PROBLEM TO WORK ON.
Render the entries from the line containing "facade, it would be much appreciated." through the line containing "250), (339, 182)]" as a two-column CSV with the headers text and answer. Give one row per entry, quote each field, and replace line breaks with spaces.

SOURCE DATA.
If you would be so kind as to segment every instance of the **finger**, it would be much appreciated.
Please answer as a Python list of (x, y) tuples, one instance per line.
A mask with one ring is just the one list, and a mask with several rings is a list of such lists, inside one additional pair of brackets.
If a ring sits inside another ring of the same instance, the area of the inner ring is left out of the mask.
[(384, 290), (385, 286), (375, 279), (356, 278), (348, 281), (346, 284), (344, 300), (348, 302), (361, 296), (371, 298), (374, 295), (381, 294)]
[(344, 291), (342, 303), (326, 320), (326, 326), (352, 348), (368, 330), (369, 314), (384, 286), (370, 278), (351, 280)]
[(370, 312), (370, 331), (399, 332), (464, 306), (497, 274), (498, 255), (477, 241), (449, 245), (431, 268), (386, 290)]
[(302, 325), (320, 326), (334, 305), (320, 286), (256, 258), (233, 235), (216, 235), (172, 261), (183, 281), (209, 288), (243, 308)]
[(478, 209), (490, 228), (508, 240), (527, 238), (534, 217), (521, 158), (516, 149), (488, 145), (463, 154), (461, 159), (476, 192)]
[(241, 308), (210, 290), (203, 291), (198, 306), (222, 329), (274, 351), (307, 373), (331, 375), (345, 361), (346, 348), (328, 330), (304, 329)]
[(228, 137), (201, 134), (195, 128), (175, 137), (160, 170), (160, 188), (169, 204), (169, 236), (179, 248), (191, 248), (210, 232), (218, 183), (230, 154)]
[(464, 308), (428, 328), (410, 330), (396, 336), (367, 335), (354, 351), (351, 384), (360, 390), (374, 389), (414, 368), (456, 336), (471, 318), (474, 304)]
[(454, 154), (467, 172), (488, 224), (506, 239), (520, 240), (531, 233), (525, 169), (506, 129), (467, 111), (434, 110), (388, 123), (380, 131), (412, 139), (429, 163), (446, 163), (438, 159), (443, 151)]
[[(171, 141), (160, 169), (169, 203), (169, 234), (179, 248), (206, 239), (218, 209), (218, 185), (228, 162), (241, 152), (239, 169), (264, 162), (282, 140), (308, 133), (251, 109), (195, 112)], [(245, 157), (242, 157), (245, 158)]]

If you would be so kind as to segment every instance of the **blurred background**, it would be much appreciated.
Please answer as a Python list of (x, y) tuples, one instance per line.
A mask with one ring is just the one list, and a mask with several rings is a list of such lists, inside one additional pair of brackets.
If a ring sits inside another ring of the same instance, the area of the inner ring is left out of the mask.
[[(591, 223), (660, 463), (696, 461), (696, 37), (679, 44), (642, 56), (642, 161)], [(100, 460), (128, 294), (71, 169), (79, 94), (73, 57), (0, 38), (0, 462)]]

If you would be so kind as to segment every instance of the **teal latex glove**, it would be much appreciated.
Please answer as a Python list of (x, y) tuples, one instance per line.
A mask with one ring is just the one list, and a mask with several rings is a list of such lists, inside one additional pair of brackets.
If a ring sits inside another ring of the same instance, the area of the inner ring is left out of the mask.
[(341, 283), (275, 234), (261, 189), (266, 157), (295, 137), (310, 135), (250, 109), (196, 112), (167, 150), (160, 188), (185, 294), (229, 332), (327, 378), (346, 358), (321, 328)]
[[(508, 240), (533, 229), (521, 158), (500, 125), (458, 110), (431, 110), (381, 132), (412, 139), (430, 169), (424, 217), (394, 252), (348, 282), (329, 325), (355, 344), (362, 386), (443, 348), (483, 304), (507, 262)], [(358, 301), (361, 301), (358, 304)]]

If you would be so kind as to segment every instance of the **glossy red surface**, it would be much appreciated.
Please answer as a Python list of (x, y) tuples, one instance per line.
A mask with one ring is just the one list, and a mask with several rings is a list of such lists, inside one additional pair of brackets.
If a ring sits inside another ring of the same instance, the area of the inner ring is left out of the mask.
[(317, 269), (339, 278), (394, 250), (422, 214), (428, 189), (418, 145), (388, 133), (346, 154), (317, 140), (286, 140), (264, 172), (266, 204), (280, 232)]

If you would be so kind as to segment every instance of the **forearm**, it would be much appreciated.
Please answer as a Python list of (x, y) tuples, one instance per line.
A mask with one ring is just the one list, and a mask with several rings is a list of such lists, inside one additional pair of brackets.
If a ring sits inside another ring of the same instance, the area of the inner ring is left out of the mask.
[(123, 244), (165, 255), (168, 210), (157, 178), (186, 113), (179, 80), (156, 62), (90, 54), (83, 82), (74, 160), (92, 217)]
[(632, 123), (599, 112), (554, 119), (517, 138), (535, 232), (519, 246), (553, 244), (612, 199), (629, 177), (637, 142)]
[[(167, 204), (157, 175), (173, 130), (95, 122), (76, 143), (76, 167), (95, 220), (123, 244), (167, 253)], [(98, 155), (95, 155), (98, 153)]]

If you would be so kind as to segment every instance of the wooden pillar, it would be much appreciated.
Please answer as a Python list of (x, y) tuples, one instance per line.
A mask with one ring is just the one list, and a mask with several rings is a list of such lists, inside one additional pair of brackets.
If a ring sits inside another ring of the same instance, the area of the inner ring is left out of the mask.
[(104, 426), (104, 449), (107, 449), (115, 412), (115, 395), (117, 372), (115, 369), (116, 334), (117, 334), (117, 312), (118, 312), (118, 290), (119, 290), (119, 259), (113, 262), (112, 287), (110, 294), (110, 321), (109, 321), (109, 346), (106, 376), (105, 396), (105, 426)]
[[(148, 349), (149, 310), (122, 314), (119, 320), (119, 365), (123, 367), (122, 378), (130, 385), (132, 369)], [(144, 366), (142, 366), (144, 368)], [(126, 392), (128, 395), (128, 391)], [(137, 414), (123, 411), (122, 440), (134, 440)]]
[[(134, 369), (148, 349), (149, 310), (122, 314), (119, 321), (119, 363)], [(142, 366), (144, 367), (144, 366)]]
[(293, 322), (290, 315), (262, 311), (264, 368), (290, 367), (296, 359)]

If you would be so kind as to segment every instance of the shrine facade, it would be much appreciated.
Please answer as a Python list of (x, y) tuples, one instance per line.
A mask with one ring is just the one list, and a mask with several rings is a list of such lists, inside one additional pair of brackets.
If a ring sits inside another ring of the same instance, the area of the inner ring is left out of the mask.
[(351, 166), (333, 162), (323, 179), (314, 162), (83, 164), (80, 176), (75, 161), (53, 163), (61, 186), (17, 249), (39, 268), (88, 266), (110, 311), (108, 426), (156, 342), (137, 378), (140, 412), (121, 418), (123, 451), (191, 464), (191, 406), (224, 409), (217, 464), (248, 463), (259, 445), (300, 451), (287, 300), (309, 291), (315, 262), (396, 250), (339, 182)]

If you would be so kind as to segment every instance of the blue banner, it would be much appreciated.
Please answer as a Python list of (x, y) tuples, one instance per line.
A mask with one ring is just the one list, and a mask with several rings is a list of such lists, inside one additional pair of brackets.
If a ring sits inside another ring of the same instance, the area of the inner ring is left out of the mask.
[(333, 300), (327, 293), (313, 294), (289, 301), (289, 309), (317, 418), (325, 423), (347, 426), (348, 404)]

FINAL ANSWER.
text,answer
"If you would be so kind as to segment every instance of the shrine facade, it would be much appreciated. Please answer as a Python list of (x, y) tuples, one instance per line. A mask with one ring is just the one list, and a mask with several rings is a list of such lists, inside one additional pair of brackets. If a ring sits inside another ring of the same instance, the area of the inner ring is left out of the mask.","[(351, 166), (333, 162), (323, 179), (314, 162), (83, 164), (80, 176), (75, 161), (53, 163), (61, 186), (17, 249), (39, 268), (88, 266), (110, 311), (108, 426), (156, 342), (137, 378), (140, 412), (121, 418), (123, 451), (191, 464), (191, 406), (224, 409), (217, 464), (248, 463), (259, 445), (300, 451), (287, 300), (309, 291), (315, 262), (396, 250), (339, 182)]"